-- begin --

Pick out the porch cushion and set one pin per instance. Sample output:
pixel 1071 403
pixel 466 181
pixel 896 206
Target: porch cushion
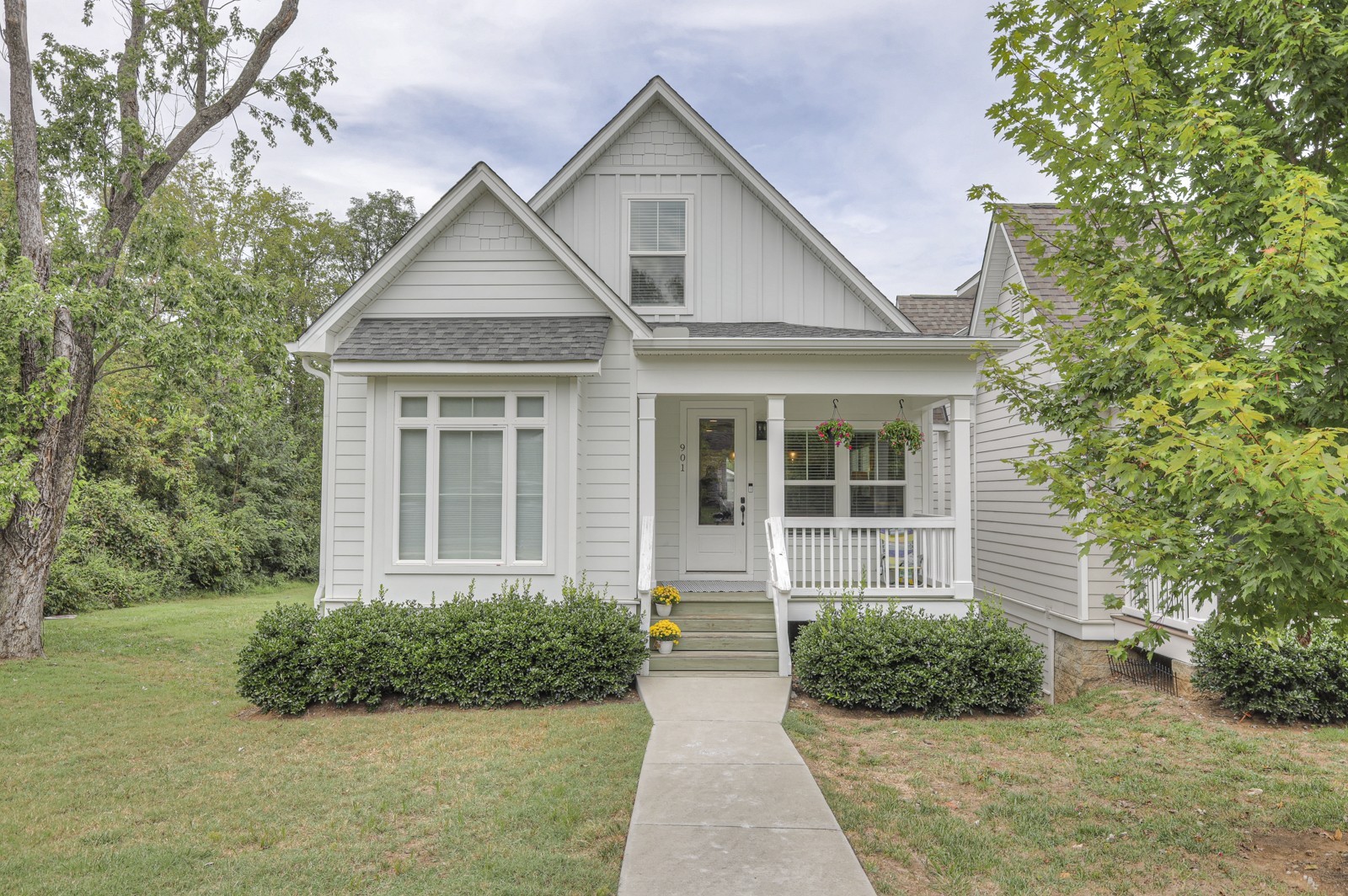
pixel 479 339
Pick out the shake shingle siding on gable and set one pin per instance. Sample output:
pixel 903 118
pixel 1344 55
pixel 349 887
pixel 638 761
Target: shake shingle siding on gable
pixel 478 339
pixel 658 139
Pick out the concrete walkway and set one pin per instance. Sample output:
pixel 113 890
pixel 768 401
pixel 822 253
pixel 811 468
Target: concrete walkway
pixel 725 805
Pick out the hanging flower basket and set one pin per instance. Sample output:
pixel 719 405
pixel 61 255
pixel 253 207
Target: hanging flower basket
pixel 905 435
pixel 837 431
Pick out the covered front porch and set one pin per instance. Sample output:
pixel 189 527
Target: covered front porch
pixel 741 496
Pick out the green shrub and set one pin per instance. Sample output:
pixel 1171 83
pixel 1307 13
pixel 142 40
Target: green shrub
pixel 357 650
pixel 275 667
pixel 516 646
pixel 894 659
pixel 522 647
pixel 1274 674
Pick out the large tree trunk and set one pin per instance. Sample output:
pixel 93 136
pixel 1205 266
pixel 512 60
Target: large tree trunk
pixel 29 541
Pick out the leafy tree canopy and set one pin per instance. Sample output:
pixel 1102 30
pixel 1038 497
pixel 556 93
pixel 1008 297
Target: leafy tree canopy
pixel 1200 152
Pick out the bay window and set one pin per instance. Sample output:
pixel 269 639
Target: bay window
pixel 471 478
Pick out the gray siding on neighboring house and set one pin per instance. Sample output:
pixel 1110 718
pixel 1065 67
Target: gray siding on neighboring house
pixel 1021 550
pixel 606 462
pixel 348 484
pixel 745 264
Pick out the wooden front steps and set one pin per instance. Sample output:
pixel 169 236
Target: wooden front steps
pixel 725 632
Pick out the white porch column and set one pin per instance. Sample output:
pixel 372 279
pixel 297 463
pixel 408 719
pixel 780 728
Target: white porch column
pixel 645 456
pixel 961 495
pixel 775 456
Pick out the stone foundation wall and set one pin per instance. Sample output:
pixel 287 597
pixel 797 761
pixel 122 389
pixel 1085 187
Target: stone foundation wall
pixel 1078 666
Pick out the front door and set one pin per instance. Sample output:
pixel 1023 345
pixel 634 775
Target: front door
pixel 716 495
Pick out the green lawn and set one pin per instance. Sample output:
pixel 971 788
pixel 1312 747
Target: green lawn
pixel 1119 792
pixel 132 767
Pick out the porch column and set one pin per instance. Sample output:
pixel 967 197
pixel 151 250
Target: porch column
pixel 645 456
pixel 961 495
pixel 775 456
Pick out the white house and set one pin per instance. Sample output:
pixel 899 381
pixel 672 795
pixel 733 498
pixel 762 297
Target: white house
pixel 1022 556
pixel 620 377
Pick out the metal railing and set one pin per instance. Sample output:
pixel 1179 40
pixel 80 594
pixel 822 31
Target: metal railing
pixel 875 557
pixel 779 592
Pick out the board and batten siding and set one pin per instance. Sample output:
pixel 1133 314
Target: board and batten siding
pixel 743 263
pixel 348 488
pixel 606 462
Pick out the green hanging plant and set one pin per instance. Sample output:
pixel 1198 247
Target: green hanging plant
pixel 905 435
pixel 836 430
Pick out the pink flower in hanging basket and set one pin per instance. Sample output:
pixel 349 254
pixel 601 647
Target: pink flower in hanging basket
pixel 840 433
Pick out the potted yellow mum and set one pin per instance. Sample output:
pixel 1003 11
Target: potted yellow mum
pixel 665 597
pixel 666 633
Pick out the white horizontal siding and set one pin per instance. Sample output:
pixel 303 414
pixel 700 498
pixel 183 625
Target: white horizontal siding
pixel 606 522
pixel 348 511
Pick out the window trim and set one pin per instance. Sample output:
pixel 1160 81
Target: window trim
pixel 687 255
pixel 842 471
pixel 509 424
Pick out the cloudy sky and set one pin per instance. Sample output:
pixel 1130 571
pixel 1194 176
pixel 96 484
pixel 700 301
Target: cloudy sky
pixel 864 114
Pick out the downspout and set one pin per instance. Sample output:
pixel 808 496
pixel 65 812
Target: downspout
pixel 325 502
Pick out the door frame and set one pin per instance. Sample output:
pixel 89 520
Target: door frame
pixel 714 403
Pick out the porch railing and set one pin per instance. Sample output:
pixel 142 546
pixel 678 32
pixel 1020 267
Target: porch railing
pixel 878 557
pixel 1190 615
pixel 646 574
pixel 779 592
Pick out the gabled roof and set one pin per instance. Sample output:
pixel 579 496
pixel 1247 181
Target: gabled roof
pixel 485 339
pixel 480 179
pixel 658 91
pixel 939 314
pixel 1028 221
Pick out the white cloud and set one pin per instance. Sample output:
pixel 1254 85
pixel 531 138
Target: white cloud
pixel 866 114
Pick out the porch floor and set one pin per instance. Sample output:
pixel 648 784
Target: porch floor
pixel 719 586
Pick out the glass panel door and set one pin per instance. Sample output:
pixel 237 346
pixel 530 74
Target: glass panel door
pixel 716 472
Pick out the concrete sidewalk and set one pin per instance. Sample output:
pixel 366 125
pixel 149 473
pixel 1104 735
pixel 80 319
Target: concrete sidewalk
pixel 725 805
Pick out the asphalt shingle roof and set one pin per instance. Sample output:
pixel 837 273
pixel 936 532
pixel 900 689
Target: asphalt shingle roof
pixel 1040 217
pixel 500 339
pixel 937 314
pixel 774 330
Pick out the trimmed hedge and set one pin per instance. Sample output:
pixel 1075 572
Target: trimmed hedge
pixel 516 646
pixel 894 659
pixel 1276 675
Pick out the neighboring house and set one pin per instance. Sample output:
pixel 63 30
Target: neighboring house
pixel 1022 556
pixel 620 377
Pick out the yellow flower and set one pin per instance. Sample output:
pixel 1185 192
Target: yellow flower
pixel 665 631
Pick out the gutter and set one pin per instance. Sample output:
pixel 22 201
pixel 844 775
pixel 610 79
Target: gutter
pixel 325 483
pixel 804 345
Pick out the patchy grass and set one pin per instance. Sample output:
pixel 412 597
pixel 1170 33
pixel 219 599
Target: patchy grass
pixel 131 765
pixel 1119 792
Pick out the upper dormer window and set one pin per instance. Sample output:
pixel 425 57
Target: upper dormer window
pixel 658 253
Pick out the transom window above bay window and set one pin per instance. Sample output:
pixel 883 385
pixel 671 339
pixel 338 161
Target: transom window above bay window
pixel 657 253
pixel 822 480
pixel 471 478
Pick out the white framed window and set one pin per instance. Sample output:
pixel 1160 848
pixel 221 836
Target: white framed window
pixel 472 477
pixel 824 480
pixel 657 251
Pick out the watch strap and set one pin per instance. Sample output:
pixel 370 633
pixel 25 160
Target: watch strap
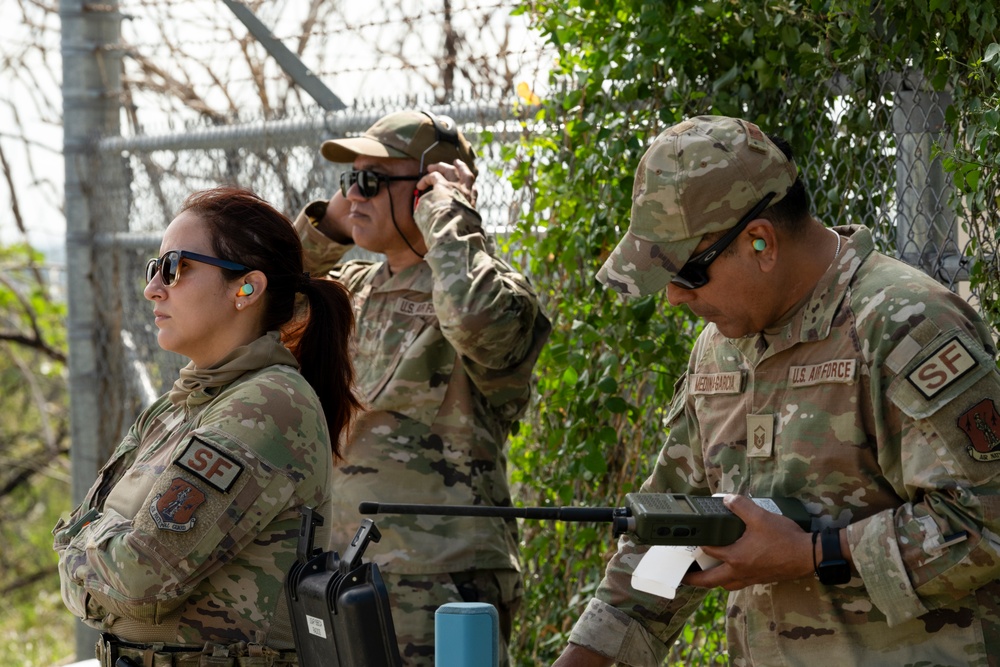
pixel 834 568
pixel 831 545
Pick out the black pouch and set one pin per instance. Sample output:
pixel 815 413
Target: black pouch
pixel 339 607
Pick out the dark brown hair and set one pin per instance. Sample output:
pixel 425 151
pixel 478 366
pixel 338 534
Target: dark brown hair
pixel 246 229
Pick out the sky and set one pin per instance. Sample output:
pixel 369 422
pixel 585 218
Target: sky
pixel 353 54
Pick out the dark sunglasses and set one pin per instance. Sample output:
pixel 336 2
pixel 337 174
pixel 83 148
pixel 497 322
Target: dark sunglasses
pixel 169 265
pixel 694 273
pixel 368 181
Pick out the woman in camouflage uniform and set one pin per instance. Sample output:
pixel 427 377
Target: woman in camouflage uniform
pixel 181 547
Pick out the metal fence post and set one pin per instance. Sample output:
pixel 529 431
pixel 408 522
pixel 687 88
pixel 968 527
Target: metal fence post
pixel 91 98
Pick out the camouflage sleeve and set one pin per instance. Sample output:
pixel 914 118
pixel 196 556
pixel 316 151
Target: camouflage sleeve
pixel 231 476
pixel 319 252
pixel 631 626
pixel 487 311
pixel 941 453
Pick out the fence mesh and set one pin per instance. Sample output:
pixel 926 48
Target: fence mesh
pixel 888 177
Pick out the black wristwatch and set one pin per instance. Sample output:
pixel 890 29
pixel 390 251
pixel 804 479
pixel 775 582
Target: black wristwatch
pixel 834 568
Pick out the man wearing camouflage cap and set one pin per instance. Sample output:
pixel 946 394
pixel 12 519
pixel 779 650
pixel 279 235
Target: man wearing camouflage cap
pixel 447 337
pixel 826 372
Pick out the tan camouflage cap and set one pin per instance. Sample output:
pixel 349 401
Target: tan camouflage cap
pixel 406 134
pixel 699 176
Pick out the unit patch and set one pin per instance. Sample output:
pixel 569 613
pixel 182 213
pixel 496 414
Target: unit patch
pixel 210 463
pixel 981 423
pixel 716 383
pixel 836 370
pixel 950 362
pixel 174 509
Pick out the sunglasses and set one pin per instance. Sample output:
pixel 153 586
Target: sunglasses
pixel 169 265
pixel 368 181
pixel 694 273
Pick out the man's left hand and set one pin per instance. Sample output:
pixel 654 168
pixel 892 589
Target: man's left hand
pixel 456 175
pixel 773 548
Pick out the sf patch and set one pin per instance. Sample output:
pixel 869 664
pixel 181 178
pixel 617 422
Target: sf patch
pixel 210 463
pixel 948 363
pixel 981 424
pixel 174 508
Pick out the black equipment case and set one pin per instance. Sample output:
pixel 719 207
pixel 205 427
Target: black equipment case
pixel 339 607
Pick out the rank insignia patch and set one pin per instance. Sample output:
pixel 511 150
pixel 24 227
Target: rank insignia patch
pixel 981 424
pixel 174 509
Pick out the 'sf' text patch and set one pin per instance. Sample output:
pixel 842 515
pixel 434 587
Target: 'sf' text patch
pixel 716 383
pixel 210 463
pixel 836 370
pixel 948 363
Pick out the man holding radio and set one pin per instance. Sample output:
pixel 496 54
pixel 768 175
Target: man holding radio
pixel 826 372
pixel 447 337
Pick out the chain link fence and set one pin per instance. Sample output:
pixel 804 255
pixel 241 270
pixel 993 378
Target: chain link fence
pixel 898 188
pixel 889 178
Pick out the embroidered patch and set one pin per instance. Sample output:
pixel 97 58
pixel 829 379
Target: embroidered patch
pixel 210 463
pixel 407 307
pixel 760 436
pixel 981 423
pixel 174 509
pixel 837 370
pixel 950 362
pixel 716 383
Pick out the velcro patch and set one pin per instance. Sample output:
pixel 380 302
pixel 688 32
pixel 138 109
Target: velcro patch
pixel 981 424
pixel 210 463
pixel 716 383
pixel 948 363
pixel 836 370
pixel 760 436
pixel 407 307
pixel 755 138
pixel 174 508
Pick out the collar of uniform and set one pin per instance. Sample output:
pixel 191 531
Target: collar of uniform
pixel 814 319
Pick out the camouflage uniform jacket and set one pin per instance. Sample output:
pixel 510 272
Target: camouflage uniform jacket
pixel 876 405
pixel 445 352
pixel 192 524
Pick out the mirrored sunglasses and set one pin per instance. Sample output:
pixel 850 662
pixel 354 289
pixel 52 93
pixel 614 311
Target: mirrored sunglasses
pixel 694 273
pixel 169 265
pixel 368 181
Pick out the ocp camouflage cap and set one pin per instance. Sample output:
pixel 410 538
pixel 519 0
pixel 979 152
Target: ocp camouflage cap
pixel 699 176
pixel 406 134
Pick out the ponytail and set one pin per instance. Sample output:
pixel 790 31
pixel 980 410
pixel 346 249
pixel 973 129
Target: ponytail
pixel 321 341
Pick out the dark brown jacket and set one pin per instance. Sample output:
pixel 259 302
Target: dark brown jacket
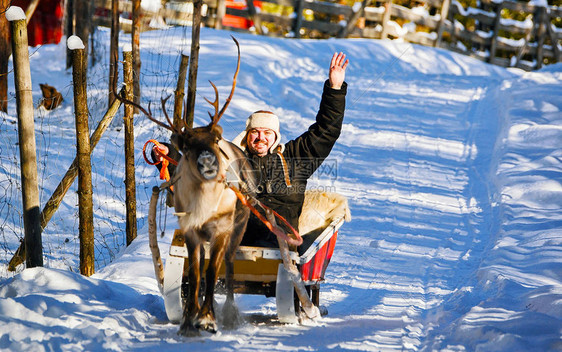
pixel 302 155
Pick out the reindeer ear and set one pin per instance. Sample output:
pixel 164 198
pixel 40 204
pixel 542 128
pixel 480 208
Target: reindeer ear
pixel 177 141
pixel 217 131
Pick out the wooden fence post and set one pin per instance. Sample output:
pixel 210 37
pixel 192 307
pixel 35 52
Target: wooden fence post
pixel 352 23
pixel 221 11
pixel 85 206
pixel 440 27
pixel 298 21
pixel 180 86
pixel 254 17
pixel 82 24
pixel 193 63
pixel 541 34
pixel 130 185
pixel 58 195
pixel 113 50
pixel 135 33
pixel 5 52
pixel 26 132
pixel 69 28
pixel 495 29
pixel 386 18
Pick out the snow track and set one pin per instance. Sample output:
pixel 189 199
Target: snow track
pixel 452 169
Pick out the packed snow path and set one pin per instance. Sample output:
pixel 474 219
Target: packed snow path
pixel 452 169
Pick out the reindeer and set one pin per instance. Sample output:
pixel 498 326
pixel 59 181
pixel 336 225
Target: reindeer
pixel 207 209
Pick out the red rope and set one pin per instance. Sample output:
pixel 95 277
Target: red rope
pixel 161 152
pixel 273 228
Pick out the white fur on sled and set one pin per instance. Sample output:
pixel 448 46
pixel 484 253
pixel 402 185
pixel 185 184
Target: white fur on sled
pixel 320 209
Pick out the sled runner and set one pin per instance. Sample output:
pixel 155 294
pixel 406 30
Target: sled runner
pixel 260 270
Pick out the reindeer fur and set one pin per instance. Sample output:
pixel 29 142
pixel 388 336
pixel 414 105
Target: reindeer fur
pixel 209 212
pixel 320 209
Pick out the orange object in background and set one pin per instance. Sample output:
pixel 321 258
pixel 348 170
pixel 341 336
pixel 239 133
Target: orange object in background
pixel 46 23
pixel 237 21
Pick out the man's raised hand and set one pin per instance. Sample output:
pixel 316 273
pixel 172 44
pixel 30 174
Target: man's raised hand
pixel 338 64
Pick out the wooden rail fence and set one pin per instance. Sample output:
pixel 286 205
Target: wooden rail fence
pixel 487 34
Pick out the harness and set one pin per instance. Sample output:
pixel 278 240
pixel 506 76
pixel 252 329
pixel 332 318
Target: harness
pixel 231 180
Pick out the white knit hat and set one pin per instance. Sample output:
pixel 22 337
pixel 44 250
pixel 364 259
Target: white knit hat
pixel 260 119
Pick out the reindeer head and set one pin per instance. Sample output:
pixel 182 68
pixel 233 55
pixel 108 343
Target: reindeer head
pixel 199 145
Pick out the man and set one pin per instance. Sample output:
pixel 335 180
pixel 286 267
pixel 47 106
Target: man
pixel 283 169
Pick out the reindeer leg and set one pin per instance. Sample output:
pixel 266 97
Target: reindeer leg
pixel 206 319
pixel 231 316
pixel 191 308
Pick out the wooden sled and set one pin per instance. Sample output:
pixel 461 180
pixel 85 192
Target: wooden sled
pixel 260 270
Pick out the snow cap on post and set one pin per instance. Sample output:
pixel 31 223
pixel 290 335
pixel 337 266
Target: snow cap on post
pixel 15 13
pixel 74 42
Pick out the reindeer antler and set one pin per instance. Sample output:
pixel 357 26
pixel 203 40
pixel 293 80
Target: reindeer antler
pixel 218 114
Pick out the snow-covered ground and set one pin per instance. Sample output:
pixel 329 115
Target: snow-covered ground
pixel 453 172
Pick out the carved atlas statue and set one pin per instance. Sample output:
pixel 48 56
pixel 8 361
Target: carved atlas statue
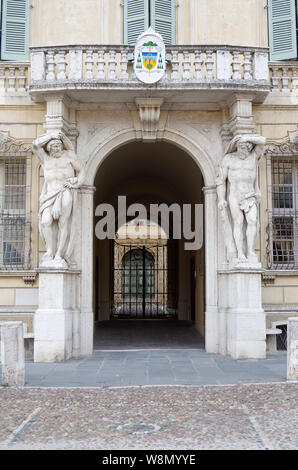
pixel 63 175
pixel 239 197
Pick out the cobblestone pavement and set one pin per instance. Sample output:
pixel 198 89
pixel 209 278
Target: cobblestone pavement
pixel 156 367
pixel 251 416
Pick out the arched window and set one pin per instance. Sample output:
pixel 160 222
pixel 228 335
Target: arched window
pixel 136 263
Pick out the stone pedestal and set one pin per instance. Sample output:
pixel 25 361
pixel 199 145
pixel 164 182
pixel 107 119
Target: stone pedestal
pixel 292 348
pixel 12 353
pixel 242 328
pixel 56 322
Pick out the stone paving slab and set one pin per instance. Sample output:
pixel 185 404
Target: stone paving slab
pixel 170 417
pixel 156 367
pixel 171 367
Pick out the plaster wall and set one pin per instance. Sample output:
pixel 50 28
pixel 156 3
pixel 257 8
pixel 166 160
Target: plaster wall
pixel 235 22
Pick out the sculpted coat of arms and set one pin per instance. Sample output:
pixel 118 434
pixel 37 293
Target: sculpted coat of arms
pixel 150 57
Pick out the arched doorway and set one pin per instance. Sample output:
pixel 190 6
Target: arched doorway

-- end --

▶ TASK BRIEF: Write out again the part of the lines above that opens with the line containing "Pick out the packed" and closes with the line containing "pixel 237 21", both end lines included, with no changes.

▶ TASK SOLUTION:
Pick out the packed snow path and set one pin per instance. Sample output:
pixel 474 219
Target: packed snow path
pixel 452 169
Pick out the reindeer and set one pin per instance. Sample output:
pixel 498 326
pixel 59 181
pixel 336 225
Target: reindeer
pixel 207 209
Pick out the red rope and set one pin per instance. Sample output:
pixel 95 277
Target: red rope
pixel 161 152
pixel 273 228
Pick out the white fur on sled and set one pin per instance. Sample output:
pixel 448 46
pixel 484 253
pixel 402 185
pixel 185 184
Target: white fur on sled
pixel 320 209
Pick out the sled runner and set one pin per instance. Sample output:
pixel 155 294
pixel 406 30
Target: sled runner
pixel 260 270
Pick out the reindeer fur and set one pin per instance. Sample output:
pixel 29 142
pixel 388 336
pixel 414 105
Target: reindeer fur
pixel 209 212
pixel 320 209
Pick out the orange object in background and set one pin per instance. Sample output:
pixel 321 258
pixel 348 170
pixel 341 336
pixel 239 133
Target: orange object in background
pixel 46 23
pixel 237 21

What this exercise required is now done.